Supplied records ▸
- - - - -

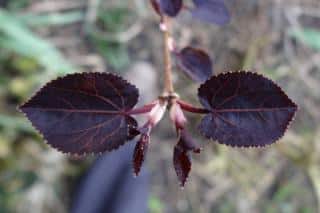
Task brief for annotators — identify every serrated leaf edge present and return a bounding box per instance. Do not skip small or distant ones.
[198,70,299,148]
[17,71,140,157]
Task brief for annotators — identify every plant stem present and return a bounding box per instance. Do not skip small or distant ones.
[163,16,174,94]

- - - - -

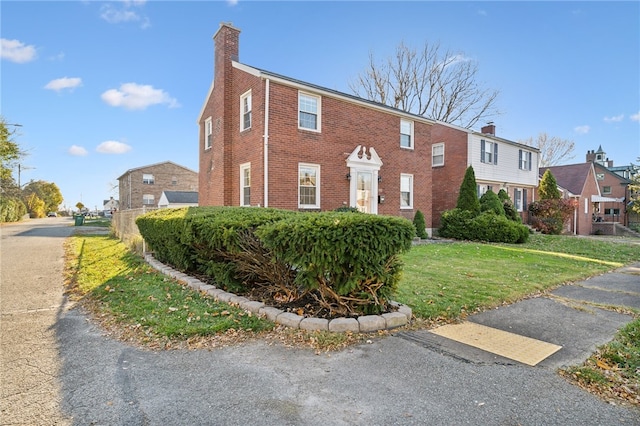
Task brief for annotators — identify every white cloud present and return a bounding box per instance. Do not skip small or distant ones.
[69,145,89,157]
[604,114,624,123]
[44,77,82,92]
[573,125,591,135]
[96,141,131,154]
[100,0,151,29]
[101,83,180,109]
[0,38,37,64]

- - - - -

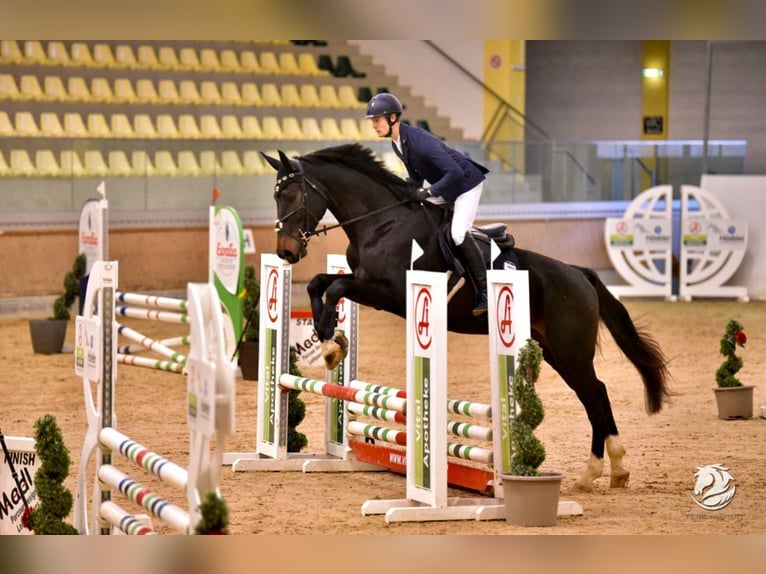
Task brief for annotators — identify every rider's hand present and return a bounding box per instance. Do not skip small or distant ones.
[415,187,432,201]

- - - - -

Pick out and copy all lines of the material above that contain the word "every". Case counts when matching.

Task brief for annotators — identify every serrated leaf edge present and return a bounding box per instance. Do not skip small or distant ones.
Task brief for annotators — identify every plant stem present and return a bounding box per instance. Do not skip small or distant ones.
Task brief for annotators — identify every white cloud present and return a bounding box per instance. Do not skip small or distant ones.
Task brief for annotators — identify every rider's hand present and return a bounding box per instance. Do not skip small or distant ones.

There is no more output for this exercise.